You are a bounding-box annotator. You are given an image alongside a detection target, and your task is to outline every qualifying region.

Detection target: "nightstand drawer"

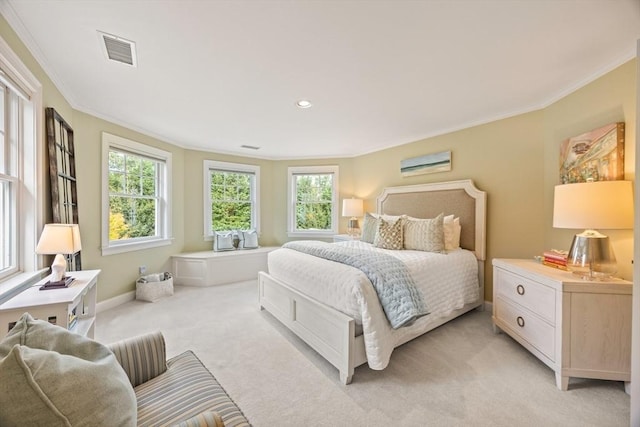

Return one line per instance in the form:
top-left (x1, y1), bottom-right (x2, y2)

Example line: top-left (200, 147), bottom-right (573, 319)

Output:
top-left (495, 268), bottom-right (555, 324)
top-left (495, 296), bottom-right (555, 360)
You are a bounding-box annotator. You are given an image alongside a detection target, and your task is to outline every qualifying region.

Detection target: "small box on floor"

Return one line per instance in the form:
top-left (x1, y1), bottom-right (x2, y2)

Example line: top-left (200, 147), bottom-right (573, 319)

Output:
top-left (136, 272), bottom-right (174, 302)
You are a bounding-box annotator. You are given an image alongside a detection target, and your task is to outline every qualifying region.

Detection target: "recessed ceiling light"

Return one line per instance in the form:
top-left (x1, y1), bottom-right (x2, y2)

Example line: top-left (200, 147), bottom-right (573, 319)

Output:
top-left (295, 99), bottom-right (312, 109)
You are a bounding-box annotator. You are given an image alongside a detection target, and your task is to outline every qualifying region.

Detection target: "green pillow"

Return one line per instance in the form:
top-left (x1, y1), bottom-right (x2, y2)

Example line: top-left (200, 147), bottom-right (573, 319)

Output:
top-left (0, 313), bottom-right (136, 426)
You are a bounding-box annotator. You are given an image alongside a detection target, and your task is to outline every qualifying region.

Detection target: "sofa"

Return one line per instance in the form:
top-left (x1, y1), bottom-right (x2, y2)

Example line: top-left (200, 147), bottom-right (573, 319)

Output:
top-left (0, 313), bottom-right (251, 427)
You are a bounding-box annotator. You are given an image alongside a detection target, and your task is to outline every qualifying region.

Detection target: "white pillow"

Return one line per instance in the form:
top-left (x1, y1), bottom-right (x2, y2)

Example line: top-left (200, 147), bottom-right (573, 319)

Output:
top-left (213, 231), bottom-right (235, 251)
top-left (443, 214), bottom-right (461, 251)
top-left (238, 229), bottom-right (259, 249)
top-left (403, 213), bottom-right (445, 253)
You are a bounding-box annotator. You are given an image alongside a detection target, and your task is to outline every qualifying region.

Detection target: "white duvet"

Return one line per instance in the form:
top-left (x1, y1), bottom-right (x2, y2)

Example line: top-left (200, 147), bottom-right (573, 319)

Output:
top-left (267, 240), bottom-right (479, 369)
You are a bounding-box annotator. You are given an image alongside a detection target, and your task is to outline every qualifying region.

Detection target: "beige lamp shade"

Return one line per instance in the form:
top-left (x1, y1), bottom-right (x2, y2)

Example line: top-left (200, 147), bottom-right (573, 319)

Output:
top-left (552, 180), bottom-right (633, 230)
top-left (342, 198), bottom-right (364, 217)
top-left (36, 223), bottom-right (82, 255)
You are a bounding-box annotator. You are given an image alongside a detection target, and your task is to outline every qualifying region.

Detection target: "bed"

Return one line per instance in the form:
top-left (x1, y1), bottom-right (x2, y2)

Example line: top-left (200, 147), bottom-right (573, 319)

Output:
top-left (259, 179), bottom-right (486, 384)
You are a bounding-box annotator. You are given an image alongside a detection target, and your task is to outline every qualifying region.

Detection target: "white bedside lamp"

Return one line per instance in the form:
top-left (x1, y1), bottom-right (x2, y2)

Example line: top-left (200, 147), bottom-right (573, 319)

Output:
top-left (342, 198), bottom-right (364, 237)
top-left (553, 180), bottom-right (633, 280)
top-left (36, 224), bottom-right (82, 288)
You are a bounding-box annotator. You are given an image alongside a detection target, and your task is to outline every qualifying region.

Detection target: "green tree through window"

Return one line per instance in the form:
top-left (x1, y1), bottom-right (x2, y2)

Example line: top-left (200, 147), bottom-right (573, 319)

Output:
top-left (210, 170), bottom-right (253, 231)
top-left (294, 174), bottom-right (333, 230)
top-left (108, 150), bottom-right (159, 240)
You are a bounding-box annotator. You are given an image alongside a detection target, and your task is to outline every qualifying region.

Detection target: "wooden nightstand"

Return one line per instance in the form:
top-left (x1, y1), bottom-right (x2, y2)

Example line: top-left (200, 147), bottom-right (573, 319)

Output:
top-left (492, 258), bottom-right (631, 392)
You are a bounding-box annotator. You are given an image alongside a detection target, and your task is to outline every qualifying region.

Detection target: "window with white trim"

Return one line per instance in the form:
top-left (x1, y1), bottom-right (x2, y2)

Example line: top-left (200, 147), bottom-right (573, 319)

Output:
top-left (0, 35), bottom-right (42, 300)
top-left (203, 160), bottom-right (260, 238)
top-left (101, 132), bottom-right (172, 255)
top-left (287, 166), bottom-right (339, 237)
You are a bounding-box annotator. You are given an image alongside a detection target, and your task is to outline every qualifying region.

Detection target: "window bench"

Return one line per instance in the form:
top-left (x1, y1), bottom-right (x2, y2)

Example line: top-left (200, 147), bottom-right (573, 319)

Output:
top-left (171, 247), bottom-right (279, 286)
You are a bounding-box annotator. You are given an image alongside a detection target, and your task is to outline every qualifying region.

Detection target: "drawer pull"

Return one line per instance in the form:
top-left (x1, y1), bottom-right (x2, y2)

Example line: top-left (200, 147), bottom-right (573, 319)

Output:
top-left (516, 316), bottom-right (525, 327)
top-left (516, 284), bottom-right (525, 295)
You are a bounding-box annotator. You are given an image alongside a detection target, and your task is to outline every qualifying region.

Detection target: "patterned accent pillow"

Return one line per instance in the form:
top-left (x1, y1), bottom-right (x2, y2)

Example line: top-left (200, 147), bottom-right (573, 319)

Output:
top-left (403, 212), bottom-right (445, 253)
top-left (374, 218), bottom-right (404, 250)
top-left (361, 213), bottom-right (379, 244)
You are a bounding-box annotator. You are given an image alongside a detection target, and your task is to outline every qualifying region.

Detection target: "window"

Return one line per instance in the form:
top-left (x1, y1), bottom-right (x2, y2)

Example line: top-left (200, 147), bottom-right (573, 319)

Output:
top-left (203, 160), bottom-right (260, 238)
top-left (287, 166), bottom-right (339, 237)
top-left (101, 132), bottom-right (172, 255)
top-left (0, 35), bottom-right (42, 299)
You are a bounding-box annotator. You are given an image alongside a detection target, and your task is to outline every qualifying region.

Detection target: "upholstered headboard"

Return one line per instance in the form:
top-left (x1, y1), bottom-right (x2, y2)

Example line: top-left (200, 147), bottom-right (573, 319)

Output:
top-left (376, 179), bottom-right (486, 261)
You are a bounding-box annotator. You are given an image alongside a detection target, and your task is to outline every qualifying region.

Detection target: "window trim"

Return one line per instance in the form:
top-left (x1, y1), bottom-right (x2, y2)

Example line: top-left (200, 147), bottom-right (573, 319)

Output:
top-left (101, 132), bottom-right (173, 255)
top-left (287, 165), bottom-right (339, 238)
top-left (0, 34), bottom-right (44, 302)
top-left (203, 160), bottom-right (260, 240)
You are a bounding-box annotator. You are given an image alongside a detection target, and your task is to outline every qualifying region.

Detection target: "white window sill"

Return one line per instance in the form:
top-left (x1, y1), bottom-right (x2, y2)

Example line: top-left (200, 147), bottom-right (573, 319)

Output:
top-left (0, 269), bottom-right (48, 304)
top-left (101, 237), bottom-right (173, 256)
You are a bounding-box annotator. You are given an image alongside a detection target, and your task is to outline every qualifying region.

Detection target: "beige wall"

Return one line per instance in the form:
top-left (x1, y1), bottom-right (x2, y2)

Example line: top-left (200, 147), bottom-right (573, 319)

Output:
top-left (543, 59), bottom-right (636, 281)
top-left (72, 112), bottom-right (186, 301)
top-left (1, 14), bottom-right (636, 303)
top-left (352, 111), bottom-right (546, 298)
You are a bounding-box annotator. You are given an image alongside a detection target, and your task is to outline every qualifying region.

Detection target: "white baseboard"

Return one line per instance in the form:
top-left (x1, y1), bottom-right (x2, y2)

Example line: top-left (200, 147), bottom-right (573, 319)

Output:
top-left (97, 290), bottom-right (135, 313)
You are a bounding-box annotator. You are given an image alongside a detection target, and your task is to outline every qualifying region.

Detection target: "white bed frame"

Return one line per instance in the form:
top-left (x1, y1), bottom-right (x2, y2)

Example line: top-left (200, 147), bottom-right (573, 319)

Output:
top-left (259, 179), bottom-right (486, 384)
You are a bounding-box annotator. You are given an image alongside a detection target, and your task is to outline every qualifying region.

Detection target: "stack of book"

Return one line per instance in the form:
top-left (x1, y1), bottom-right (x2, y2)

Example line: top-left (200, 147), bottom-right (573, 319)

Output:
top-left (542, 249), bottom-right (568, 270)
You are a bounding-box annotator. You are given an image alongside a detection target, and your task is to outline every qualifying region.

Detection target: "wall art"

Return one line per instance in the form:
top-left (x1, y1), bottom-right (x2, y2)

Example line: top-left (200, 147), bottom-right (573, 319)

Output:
top-left (559, 122), bottom-right (624, 184)
top-left (401, 150), bottom-right (451, 177)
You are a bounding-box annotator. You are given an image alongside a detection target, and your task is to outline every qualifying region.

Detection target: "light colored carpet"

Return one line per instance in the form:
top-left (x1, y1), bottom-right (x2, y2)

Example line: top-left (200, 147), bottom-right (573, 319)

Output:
top-left (95, 281), bottom-right (630, 426)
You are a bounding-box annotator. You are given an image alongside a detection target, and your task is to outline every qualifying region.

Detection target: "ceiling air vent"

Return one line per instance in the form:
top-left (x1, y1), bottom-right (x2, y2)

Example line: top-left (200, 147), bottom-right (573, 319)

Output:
top-left (98, 31), bottom-right (137, 67)
top-left (241, 145), bottom-right (261, 150)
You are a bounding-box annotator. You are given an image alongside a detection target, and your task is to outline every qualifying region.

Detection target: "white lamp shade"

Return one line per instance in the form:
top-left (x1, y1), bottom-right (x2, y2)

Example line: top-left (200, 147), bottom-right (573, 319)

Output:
top-left (36, 224), bottom-right (82, 255)
top-left (553, 180), bottom-right (633, 230)
top-left (342, 198), bottom-right (364, 217)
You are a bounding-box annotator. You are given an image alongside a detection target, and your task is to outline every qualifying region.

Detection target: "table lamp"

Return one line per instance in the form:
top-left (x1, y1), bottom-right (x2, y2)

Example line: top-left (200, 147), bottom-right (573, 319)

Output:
top-left (35, 223), bottom-right (82, 288)
top-left (553, 180), bottom-right (633, 280)
top-left (342, 198), bottom-right (364, 237)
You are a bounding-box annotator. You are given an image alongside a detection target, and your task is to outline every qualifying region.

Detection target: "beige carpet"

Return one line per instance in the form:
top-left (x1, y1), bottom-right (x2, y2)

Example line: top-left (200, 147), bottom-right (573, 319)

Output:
top-left (95, 281), bottom-right (630, 426)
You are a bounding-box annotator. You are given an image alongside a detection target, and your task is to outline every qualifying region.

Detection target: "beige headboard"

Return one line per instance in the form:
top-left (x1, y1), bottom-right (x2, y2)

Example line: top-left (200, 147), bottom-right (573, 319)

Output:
top-left (376, 179), bottom-right (486, 261)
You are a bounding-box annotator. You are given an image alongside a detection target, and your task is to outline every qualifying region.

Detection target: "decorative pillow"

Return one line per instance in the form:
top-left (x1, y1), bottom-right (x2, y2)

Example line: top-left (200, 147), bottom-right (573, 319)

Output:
top-left (403, 213), bottom-right (445, 253)
top-left (213, 231), bottom-right (235, 251)
top-left (238, 229), bottom-right (259, 249)
top-left (361, 213), bottom-right (379, 244)
top-left (0, 313), bottom-right (137, 427)
top-left (374, 218), bottom-right (404, 250)
top-left (443, 214), bottom-right (462, 251)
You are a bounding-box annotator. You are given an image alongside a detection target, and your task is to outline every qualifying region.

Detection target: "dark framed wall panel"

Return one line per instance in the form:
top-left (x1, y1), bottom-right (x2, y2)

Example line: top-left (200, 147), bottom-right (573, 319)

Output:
top-left (45, 107), bottom-right (81, 270)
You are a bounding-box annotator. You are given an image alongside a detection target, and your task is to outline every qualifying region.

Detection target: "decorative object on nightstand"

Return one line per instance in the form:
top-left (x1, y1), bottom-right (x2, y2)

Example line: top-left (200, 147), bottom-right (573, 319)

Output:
top-left (35, 223), bottom-right (82, 289)
top-left (552, 180), bottom-right (633, 280)
top-left (493, 258), bottom-right (631, 393)
top-left (342, 198), bottom-right (363, 237)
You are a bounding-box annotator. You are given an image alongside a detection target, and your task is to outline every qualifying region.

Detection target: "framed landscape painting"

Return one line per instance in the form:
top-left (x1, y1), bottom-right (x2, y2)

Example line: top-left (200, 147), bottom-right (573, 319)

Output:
top-left (559, 122), bottom-right (624, 184)
top-left (401, 151), bottom-right (451, 177)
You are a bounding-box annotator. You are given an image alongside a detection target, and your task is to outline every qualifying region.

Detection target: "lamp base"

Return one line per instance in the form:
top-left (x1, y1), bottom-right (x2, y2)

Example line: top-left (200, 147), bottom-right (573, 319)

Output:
top-left (347, 218), bottom-right (360, 237)
top-left (566, 231), bottom-right (617, 281)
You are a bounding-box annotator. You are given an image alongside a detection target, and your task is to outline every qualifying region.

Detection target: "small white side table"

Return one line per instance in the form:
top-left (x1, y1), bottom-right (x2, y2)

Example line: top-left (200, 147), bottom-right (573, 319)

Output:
top-left (0, 269), bottom-right (100, 339)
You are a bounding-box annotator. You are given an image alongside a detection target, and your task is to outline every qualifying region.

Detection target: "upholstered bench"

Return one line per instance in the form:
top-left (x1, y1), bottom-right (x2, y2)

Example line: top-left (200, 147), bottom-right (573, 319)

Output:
top-left (108, 331), bottom-right (251, 427)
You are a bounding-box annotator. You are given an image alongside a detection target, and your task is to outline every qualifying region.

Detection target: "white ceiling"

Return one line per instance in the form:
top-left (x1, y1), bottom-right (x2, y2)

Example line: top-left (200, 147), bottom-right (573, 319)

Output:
top-left (2, 1), bottom-right (639, 160)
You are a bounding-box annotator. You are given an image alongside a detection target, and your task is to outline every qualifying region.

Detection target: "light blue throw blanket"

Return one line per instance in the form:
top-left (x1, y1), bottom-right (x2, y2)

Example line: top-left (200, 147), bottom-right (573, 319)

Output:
top-left (283, 241), bottom-right (429, 329)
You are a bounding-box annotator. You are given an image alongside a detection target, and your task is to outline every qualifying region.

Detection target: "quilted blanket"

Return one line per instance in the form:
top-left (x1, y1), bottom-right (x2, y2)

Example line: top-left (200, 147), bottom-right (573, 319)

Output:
top-left (283, 241), bottom-right (429, 328)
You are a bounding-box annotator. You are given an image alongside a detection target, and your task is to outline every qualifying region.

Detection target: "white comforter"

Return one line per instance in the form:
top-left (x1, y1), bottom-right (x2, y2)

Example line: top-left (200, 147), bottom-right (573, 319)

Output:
top-left (267, 240), bottom-right (479, 370)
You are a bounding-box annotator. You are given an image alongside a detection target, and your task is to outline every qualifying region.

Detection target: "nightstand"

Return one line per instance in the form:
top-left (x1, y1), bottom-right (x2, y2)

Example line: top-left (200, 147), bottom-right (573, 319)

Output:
top-left (333, 234), bottom-right (359, 242)
top-left (0, 270), bottom-right (100, 339)
top-left (492, 258), bottom-right (631, 392)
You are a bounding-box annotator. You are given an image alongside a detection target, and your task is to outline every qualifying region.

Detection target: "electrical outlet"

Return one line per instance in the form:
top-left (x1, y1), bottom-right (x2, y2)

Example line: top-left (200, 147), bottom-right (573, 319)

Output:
top-left (139, 265), bottom-right (146, 275)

________________________________________

Exercise instructions: Copy every line of the entries in which "drawer" can be found.

Solution to the problem:
Detection target: "nightstand drawer"
Detection target: "drawer pull"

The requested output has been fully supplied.